----- Text block

Materials and methods
Thirty-four female, native speakers of Dutch from the Raboud University Nijmegen gave informed consent and participated in the EEG experiment for payment. Only female participants were recruited, because mood manipulation has found to be more successful in women than in men (Gross and Levenson, 1995; Federmeier et al., 2001, though see limitations in Section Limitations). Participants were assessed with the Edinburgh Inventory of Handedness (Oldfield, 1971) and the personality trait questionnaire of Positive Affect Negative Affect System (Watson and Clark, 1997). The data of several participants were excluded from the analysis, due to left-handedness (N = 1), PANAS personality outlier (N = 1), physical discomfort of illness, broken finger, and back pain (N = 3), technical failure (N = 4), and loss of trials >40% due to artifacts (N = 1). The remaining 24 participants (mean age = 20.4 years, range: 18–27) were right handed with normal or corrected-to-normal vision.
Design and materials
We employed a within-subject design of 2 mood (happy, sad) x 2 discourse context (support, unsupported) x 2 critical sentence (support, unsupported).
We constructed 240 quadruplets in Dutch, in the following ways (Table 1 and Supplementary material): First, we created a sentence that describes familiar world knowledge, e.g., “with the lights on you can see more at night”. The critical word “more” was supported (+s) by the world knowledge. We created the condition that violates the elicited world knowledge by changing the critical word to “less”, which was not supported (–s) by the sentence context. Next, we created a preceding discourse context whose content either reinforces the familiar knowledge (“driving in the night”, d+), or goes against it (“star gazing night”, d–). Thus, in condition d+s+, the critical word more is supported both by the familiar knowledge in the sentence (standard ideas about how light affects vision) and the discourse context (driving at night). In condition d–s–, the critical word less is not supported by either, as the word goes against the world knowledge (with lights on one is supposed to see better), and is also not what one would expect according to the discourse context (properly lit roads are supposed to help night driving). In condition d-s+, the critical word more is supported by the world knowledge, but is not what one would expect given the stargazing discourse context. It does, however, receive partial support from the sentence. Finally, in condition d+s–, although the critical word less is not supported by the critical sentence, it is supported by the stargazing discourse context.

----------
----- Records shown

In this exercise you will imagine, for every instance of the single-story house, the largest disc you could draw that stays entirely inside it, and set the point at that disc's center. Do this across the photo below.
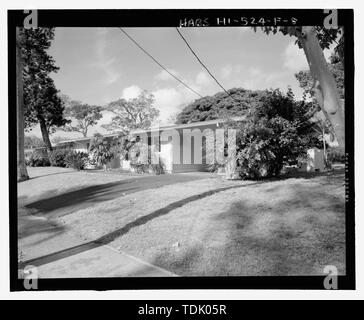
(188, 147)
(181, 147)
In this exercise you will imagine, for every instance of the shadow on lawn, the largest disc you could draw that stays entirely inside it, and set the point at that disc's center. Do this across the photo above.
(71, 201)
(300, 236)
(87, 196)
(119, 232)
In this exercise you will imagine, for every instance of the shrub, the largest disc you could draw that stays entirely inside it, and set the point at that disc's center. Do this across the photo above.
(76, 160)
(140, 159)
(57, 157)
(38, 159)
(335, 155)
(105, 149)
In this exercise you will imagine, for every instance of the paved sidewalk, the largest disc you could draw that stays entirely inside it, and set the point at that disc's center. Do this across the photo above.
(102, 261)
(59, 253)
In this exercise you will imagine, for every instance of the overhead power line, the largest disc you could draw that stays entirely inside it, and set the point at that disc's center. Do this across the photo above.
(157, 62)
(199, 60)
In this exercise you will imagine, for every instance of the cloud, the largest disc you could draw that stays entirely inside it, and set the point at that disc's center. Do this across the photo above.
(226, 71)
(131, 92)
(203, 79)
(169, 100)
(294, 58)
(104, 63)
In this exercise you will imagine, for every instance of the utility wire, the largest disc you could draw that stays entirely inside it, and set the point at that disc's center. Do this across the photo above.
(157, 62)
(199, 60)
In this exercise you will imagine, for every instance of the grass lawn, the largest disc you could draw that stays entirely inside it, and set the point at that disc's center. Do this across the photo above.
(214, 227)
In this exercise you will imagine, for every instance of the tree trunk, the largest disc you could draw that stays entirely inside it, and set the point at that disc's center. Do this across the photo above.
(329, 100)
(45, 134)
(22, 169)
(230, 167)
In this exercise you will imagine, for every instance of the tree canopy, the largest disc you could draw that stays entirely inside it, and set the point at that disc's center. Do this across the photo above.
(336, 67)
(41, 101)
(84, 116)
(276, 131)
(313, 40)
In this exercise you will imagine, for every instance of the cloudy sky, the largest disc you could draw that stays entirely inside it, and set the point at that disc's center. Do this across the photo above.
(99, 65)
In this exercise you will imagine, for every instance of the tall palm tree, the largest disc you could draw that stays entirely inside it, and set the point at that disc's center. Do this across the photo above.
(22, 169)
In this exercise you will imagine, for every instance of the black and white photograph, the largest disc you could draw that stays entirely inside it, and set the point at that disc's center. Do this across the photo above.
(181, 149)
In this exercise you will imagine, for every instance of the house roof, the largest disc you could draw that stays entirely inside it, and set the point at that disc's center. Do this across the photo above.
(159, 128)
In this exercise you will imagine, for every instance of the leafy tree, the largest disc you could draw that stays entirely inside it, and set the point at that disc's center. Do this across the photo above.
(313, 40)
(137, 113)
(22, 173)
(84, 115)
(41, 100)
(236, 103)
(275, 132)
(104, 149)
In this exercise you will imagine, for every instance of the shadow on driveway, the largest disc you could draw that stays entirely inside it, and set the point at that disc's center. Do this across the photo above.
(75, 200)
(119, 232)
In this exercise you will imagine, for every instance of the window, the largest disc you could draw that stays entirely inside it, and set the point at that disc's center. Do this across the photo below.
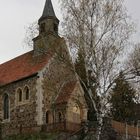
(19, 95)
(26, 93)
(6, 106)
(47, 117)
(56, 28)
(42, 28)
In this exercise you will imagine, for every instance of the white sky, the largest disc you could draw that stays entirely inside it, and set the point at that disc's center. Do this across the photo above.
(15, 15)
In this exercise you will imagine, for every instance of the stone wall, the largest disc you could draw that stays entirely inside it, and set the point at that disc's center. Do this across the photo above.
(22, 115)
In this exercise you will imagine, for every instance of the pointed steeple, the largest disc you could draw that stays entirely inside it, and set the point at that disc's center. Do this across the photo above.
(48, 29)
(48, 11)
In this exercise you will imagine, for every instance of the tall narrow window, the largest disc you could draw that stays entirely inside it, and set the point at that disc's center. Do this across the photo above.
(42, 28)
(47, 117)
(19, 93)
(6, 106)
(59, 117)
(26, 93)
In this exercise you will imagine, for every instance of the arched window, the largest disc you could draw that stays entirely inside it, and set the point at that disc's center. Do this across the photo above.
(26, 93)
(6, 106)
(19, 95)
(60, 117)
(47, 117)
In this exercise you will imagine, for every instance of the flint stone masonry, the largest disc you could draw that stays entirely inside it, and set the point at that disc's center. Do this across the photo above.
(22, 115)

----------

Stated task - Reproduce the passage of the Materials and methods text from "Design and materials" up to and including "sentence (support, unsupported).". The lines have no connection to the Materials and methods text.

Problem solution -
Design and materials
We employed a within-subject design of 2 mood (happy, sad) x 2 discourse context (support, unsupported) x 2 critical sentence (support, unsupported).